** Given task **
Return every line of the material below verbatim, with no changes.

Data drawn from a collection:
_____
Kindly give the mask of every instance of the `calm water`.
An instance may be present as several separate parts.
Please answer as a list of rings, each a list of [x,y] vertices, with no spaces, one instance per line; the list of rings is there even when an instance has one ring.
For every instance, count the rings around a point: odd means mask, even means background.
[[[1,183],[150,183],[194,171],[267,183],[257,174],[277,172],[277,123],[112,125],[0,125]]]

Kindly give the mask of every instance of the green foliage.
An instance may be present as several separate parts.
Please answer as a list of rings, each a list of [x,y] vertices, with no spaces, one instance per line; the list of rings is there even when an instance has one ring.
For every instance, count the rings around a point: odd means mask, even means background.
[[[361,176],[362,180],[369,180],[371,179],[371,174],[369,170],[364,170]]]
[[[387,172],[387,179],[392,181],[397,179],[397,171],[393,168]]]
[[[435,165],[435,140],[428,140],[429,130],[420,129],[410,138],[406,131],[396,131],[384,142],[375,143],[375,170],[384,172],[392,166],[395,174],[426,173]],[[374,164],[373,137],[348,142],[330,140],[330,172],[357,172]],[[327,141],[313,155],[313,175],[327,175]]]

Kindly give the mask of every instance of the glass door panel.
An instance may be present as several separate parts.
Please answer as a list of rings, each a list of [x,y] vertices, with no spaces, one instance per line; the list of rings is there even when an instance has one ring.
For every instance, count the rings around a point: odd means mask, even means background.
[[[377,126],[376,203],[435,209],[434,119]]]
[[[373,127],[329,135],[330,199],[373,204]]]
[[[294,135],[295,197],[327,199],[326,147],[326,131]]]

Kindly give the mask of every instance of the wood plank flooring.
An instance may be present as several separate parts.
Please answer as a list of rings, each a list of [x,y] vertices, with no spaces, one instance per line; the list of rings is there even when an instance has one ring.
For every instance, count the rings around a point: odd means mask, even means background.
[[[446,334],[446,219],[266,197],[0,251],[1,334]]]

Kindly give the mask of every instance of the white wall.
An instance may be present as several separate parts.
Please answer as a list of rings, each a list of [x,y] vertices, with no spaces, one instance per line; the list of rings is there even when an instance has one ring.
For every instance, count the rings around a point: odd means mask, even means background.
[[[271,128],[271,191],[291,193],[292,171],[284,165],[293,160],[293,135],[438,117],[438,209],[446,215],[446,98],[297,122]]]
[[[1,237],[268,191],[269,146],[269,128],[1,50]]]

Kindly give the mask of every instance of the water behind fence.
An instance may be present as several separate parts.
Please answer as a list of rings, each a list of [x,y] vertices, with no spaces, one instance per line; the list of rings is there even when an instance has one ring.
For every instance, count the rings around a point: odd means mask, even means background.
_____
** Response **
Kindly give the mask of every instance of the `calm water`.
An instance may be present as several separate parts.
Please answer as a list of rings, each a list of [x,y] vertices, with no spaces, one instance per line; the list of rings is there even when an instance has one ring.
For every instance, count the rings around a point: odd means mask, even means background.
[[[1,183],[150,183],[194,171],[267,183],[257,174],[277,172],[277,123],[112,125],[0,125]]]

Kindly give the mask of every instance of the green foliage.
An instance may be present as several separate parts.
Please answer as a list of rings, each a list of [x,y] vertices, with no spaces, one instance per line; the list of rings is there even when an instance has one ring.
For every instance, count the rings around a point: odd means mask, even means background.
[[[361,176],[362,180],[369,180],[371,179],[371,174],[369,170],[364,170]]]
[[[387,172],[387,179],[392,181],[397,179],[397,171],[393,168]]]
[[[435,165],[435,140],[428,140],[429,130],[420,129],[410,138],[406,131],[396,131],[384,142],[375,143],[375,170],[384,172],[392,166],[395,174],[426,173]],[[374,164],[373,137],[348,142],[330,140],[330,172],[357,172]],[[327,141],[313,155],[313,175],[327,175]]]

Kindly give the mask of every instance of the glass door panel.
An instance may be present as several separate parts.
Please answer as a list of rings, each a list of [x,y] vertices, with no spaces, one instance per line; the list of rings is there even when an instance has one ring.
For every instance, count the rings around a point: odd means mask, even means background.
[[[377,126],[376,203],[435,209],[434,119]]]
[[[373,127],[329,135],[330,199],[373,204]]]
[[[294,135],[295,197],[327,199],[326,147],[326,131]]]

Kindly give the mask of every instance of the wood plank flooring.
An instance may be present as several separate parts.
Please answer as a list of rings, each a list of [x,y] vertices, with no spaces, one instance per line; the list of rings is there even when an instance has one ring.
For every instance, count the rings around a point: odd means mask, even means background.
[[[446,334],[446,219],[266,197],[0,251],[1,334]]]

Kindly give the mask of every instance of the white wall.
An instance may be present as several separate parts.
Please answer as a list of rings, each a list of [x,y] vertices, with no spaces, one instance per line; the list of rings is there even when an instance has one ring.
For every instance, count the rings around a point: odd means mask, even means background.
[[[271,128],[271,191],[291,193],[292,171],[284,165],[293,160],[293,135],[438,117],[438,209],[446,215],[446,98],[297,122]]]
[[[1,237],[268,191],[269,146],[269,128],[1,50]]]

Kindly give the mask of every instance of the water behind fence.
An instance may be present as several separate parts.
Please answer as a list of rings, each a list of [x,y] vertices, with no spaces, one instance per line; the list of rings is there even when an instance has one ring.
For every instance, count the rings around a point: odd means mask, even means background.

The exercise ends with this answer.